_Directives_
1. From the forum thread below, retype the stretch from "Pretty much explains" through "Dr. Bradley's arms...".
2. According to the forum thread, what did Indiana State and Bradley want control over?
3. Name every party whose money the forum thread says Indiana State and Bradley wanted.

_Document excerpt_
(begin)

At the end of the day Bradley wanted control and he drew a line in the sand. It worked out the way it worked out. Pawning it off on the city & county finances the way he did was the easy way out. Everyone would bite on that story line because it's not a lie - the city and the country are struggling. However, the funds for this project had already been committed and it's my belief all parties were ready to proceed with this project - if I'm wrong about that then so-be-it. 

Had Bradley just come out and said - hey look we'ere going to commit some additional University $$ to this project and we want to have control of the facility. At the end of the day I might have been more accepting to what went down. I didn't like the idea of piling on the city/county all while throwing THCVB in on it - don't believe that made for very good press for anyone involved. 

If you disagree with me (and many of you apparently do) then that's just the way it goes. I'm not going to change your mind and your not going to change mine. I'm glad they are going to renovate the HC, I hate the way it played out. The chest pounding in this thread about being right is hilarious - the only thing anyone was right about is Indiana State & Bradley wanting control over the contractor/the plans and about everything else. They wanted the city/county/thcvb money but they wanted them to stay out of the way...


----------



## BankShot

SycamoreStateofMind said:


> Still don't see it that way but that's okay...
> 
> At the end of the day Bradley wanted control and he drew a line in the sand. It worked out the way it worked out. Pawning it off on the city & county finances the way he did was the easy way out. Everyone would bite on that story line because it's not a lie - the city and the country are struggling. However, the funds for this project had already been committed and it's my belief all parties were ready to proceed with this project - if I'm wrong about that then so-be-it.
> 
> Had Bradley just come out and said - hey look we'ere going to commit some additional University $$ to this project and we want to have control of the facility. At the end of the day I might have been more accepting to what went down. I didn't like the idea of piling on the city/county all while throwing THCVB in on it - don't believe that made for very good press for anyone involved.
> 
> If you disagree with me (and many of you apparently do) then that's just the way it goes. I'm not going to change your mind and your not going to change mine. I'm glad they are going to renovate the HC, I hate the way it played out. The chest pounding in this thread about being right is hilarious - the only thing anyone was right about is Indiana State & Bradley wanting control over the contractor/the plans and about everything else. They wanted the city/county/thcvb money but they wanted them to stay out of the way...



http://www.orthoactivist.org/app/document/14479063;jsessionid=10xsq26no8yaf1o2jy8546zrf8

Pretty much explains the "posturing" involved...



This pic actually tells the story of the CIB inner workings (or lack thereof). Note Dr. Bradley's arms...

(end)

_Recorded information_
(begin)

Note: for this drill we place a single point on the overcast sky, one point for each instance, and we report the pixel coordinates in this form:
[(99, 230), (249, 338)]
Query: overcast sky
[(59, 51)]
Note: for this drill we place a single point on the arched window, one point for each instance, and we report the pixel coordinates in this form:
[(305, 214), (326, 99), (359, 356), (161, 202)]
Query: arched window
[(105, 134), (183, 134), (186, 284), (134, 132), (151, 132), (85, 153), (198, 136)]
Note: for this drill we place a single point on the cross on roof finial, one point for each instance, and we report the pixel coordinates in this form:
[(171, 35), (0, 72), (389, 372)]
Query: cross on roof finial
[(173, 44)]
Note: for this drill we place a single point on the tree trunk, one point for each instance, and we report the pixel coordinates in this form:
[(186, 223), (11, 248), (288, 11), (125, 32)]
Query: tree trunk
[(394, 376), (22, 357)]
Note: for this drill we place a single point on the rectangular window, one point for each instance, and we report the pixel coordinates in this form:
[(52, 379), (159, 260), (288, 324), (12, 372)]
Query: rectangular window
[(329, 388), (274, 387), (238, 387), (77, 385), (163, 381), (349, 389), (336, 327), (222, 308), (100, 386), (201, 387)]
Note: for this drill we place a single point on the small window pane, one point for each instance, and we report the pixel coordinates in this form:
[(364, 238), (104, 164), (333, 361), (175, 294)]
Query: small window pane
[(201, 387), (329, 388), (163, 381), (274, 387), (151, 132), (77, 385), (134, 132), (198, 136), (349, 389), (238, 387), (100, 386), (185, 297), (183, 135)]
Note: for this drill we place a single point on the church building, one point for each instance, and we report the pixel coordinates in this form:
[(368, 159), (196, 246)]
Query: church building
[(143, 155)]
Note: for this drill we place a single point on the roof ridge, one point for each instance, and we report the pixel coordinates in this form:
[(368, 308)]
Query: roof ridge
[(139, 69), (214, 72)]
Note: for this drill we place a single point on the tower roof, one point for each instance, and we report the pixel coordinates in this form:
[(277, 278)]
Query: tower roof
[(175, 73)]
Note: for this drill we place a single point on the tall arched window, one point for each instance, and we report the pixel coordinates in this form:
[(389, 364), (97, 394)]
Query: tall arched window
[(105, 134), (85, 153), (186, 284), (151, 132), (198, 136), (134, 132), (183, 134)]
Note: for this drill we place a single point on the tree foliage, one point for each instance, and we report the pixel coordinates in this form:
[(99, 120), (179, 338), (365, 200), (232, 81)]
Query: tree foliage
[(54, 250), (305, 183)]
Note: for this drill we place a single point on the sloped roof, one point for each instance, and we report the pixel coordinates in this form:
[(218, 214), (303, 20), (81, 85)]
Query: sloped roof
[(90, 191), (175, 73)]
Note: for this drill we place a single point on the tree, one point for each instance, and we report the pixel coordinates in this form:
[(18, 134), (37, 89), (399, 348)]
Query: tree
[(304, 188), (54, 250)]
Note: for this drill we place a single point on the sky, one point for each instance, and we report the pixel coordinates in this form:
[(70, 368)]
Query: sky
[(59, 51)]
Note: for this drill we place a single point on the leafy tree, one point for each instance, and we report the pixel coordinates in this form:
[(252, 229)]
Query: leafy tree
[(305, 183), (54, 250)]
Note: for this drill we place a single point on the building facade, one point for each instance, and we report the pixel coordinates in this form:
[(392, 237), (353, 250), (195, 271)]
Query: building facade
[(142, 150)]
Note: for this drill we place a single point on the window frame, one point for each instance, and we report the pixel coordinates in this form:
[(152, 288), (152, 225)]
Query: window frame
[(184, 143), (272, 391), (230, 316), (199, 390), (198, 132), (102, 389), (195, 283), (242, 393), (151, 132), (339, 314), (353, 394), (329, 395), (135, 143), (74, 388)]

(end)

_The solutions_
1.
Pretty much explains the "posturing" involved...



This pic actually tells the story of the CIB inner workings (or lack thereof). Note Dr. Bradley's arms...

2. The contractor, the plans, and about everything else.

3. The city, the county, and THCVB.